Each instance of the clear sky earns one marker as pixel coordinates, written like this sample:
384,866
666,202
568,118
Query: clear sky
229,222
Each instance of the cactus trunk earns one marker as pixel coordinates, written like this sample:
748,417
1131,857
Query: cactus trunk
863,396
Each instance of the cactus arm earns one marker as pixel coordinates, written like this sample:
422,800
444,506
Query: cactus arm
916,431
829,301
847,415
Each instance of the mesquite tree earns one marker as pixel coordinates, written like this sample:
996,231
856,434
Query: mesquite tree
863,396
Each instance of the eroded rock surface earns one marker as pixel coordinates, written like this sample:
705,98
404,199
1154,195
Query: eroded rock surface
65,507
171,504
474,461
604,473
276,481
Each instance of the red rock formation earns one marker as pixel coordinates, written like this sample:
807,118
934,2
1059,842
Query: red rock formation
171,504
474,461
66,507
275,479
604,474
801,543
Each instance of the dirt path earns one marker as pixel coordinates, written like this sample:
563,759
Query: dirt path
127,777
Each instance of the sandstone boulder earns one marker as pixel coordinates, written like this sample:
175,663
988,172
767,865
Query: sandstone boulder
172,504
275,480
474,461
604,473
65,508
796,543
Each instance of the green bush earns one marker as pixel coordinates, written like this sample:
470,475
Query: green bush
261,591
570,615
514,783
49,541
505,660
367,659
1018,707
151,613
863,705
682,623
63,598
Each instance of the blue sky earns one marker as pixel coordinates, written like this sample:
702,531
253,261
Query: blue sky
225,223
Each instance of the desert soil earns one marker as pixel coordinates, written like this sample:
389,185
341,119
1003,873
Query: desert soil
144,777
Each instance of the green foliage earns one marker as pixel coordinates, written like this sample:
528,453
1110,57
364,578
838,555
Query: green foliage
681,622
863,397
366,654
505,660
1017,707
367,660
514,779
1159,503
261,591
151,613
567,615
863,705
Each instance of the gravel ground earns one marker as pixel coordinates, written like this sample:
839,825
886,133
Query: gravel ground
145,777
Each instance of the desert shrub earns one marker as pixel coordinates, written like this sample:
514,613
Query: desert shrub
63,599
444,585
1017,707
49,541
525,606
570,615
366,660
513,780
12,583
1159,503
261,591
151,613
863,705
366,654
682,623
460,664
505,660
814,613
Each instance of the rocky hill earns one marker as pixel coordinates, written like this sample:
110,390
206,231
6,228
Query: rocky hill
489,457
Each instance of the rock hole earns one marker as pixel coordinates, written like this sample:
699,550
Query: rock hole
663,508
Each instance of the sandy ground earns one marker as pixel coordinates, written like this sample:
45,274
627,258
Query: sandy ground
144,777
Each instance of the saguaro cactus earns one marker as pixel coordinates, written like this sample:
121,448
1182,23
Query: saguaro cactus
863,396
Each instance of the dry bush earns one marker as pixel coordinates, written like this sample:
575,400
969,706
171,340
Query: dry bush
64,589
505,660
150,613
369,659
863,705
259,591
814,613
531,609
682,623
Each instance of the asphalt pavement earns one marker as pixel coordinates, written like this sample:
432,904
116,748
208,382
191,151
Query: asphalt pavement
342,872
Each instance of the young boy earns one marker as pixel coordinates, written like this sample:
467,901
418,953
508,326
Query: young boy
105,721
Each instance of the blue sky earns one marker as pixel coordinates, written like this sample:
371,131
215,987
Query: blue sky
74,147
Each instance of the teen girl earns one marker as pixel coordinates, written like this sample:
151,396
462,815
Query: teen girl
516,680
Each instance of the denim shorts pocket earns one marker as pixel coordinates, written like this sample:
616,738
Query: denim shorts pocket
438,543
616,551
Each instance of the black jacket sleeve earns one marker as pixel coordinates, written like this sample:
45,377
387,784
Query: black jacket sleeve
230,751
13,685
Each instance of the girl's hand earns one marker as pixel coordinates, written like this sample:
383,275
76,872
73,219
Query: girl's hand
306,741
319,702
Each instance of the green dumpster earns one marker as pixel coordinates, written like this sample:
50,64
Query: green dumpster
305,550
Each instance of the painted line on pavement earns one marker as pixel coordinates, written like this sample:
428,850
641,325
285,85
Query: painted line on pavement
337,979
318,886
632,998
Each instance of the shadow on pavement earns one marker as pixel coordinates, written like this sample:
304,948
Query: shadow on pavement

**Your task:**
Give all of these lines again, replacing every "pixel coordinates" with "image coordinates" and leaving everything else unchanged.

**Reply to the exercise:**
Each instance of the clear sky earns one marker as image coordinates, written like this sample:
384,866
666,202
568,118
Query: clear sky
229,222
Each instance of the cactus trunk earns one marker as image coordinates, written like this sample:
748,417
1131,857
Query: cactus trunk
863,396
Each instance of the cactus arm earns one marker as image coordinates, written like this sample:
422,800
444,506
Query: cactus arm
916,431
829,301
847,415
Each instance of the mesquite tree earns one marker as image coordinates, written like this sample:
996,231
856,434
Query: mesquite tree
863,396
Each instance of the eroded rock surface earns one marker as image coordinates, written like this sample:
705,98
404,199
1154,195
Query: eroded rock surface
65,507
171,504
474,461
604,473
276,481
Each instance of the red rock formation earns one marker as image coordinates, written like this sample:
807,118
934,2
1059,842
Query: red rock formation
171,504
474,461
66,507
275,479
604,474
801,543
Each instance of the dirt path earns one marker as image coordinates, written like this sample:
563,759
Query: dirt path
127,777
Each instance of the sandstone boulder earns one marker as image coordinates, written like this sample:
175,663
988,172
767,865
Query: sandstone boulder
172,504
275,480
474,461
604,473
65,508
796,543
Each instance of the green bush earns one marker as image coordinates, written like this sample:
470,475
Query: green bush
261,591
570,615
514,783
49,541
505,660
367,659
1018,707
151,613
863,705
682,623
63,598
Each instance of the blue sky earns one marker as image coordinates, written like this sample:
702,531
253,261
Query: blue sky
225,223
Each instance of the desert soil earns one marker as image coordinates, written like this sample:
389,185
341,119
1003,873
Query: desert soil
144,777
Each instance of the green foliage earns one marker as image coordinates, written like this sample:
528,453
1110,57
364,578
838,555
Query: green foliage
681,622
863,397
366,654
505,660
1017,707
367,660
514,779
1159,503
261,591
151,613
567,615
863,705
Each instance of the gravel ground earns one marker as image coordinates, written like this sample:
839,825
886,133
Query: gravel ground
145,777
Each instance of the desert shrub earns one marker as image coordinates, written like this sample:
514,613
Query: desert shrub
63,599
444,585
1017,707
49,541
525,606
570,615
366,660
513,780
12,583
1159,503
261,591
151,613
863,705
366,654
682,623
460,664
505,660
814,613
Each instance of the rocky hill earns one marker as image coordinates, written like this sample:
110,390
206,231
6,228
Query: rocky hill
489,457
Each instance of the rock hole earns one marker as image coordinates, written like this sample:
699,550
Query: rock hole
663,508
Each instance of the sandy ground earns one marker as image coordinates, written like this sample:
45,274
627,258
Query: sandy ground
144,777
Each instance of the saguaro cactus earns one marker as image coordinates, written like this sample:
121,448
1182,23
Query: saguaro cactus
863,396
Each instance of the dry bush earns one marker as image coordinates, written like this sample:
575,400
969,706
171,340
Query: dry bush
64,589
505,660
150,613
369,659
863,705
259,591
814,613
531,609
682,623
Each instance of the asphalt pavement earns one marker as image coordinates, written like this sample:
432,904
116,748
208,382
191,151
Query: asphalt pavement
342,872
Each instance of the young boy earns one marker as image coordinates, written like this sample:
467,901
418,953
508,326
Query: young boy
105,721
Each instance of the blue sky earns one marker as image coordinates, written like this sample:
371,131
215,987
Query: blue sky
74,147
Each instance of the teen girl earns one marker as image coordinates, written like this sample:
151,396
462,815
Query: teen girl
516,680
Each instance of the denim shorts pocket earns one marker as image coordinates, written like this sample:
616,738
Query: denim shorts pocket
438,543
616,551
Each instance of the black jacket sleeve earns one marker as image coordinates, written like this sample:
45,377
387,784
Query: black jacket sleeve
230,751
13,685
Each instance of the girl's hand earns one marker as image coordinates, written like this sample:
383,275
76,872
73,219
Query: girl's hand
306,741
319,702
Each instance of the green dumpster earns one marker as image coordinates, written like this sample:
50,64
Query: green dumpster
305,550
Each instance of the painted line on pavement earns one marker as image coordinates, written like this sample:
428,850
641,325
285,85
Query: painted line on pavement
337,979
318,886
632,998
Each instance of the shadow on pavement earns one marker as image coordinates, written like this sample:
304,948
Query: shadow on pavement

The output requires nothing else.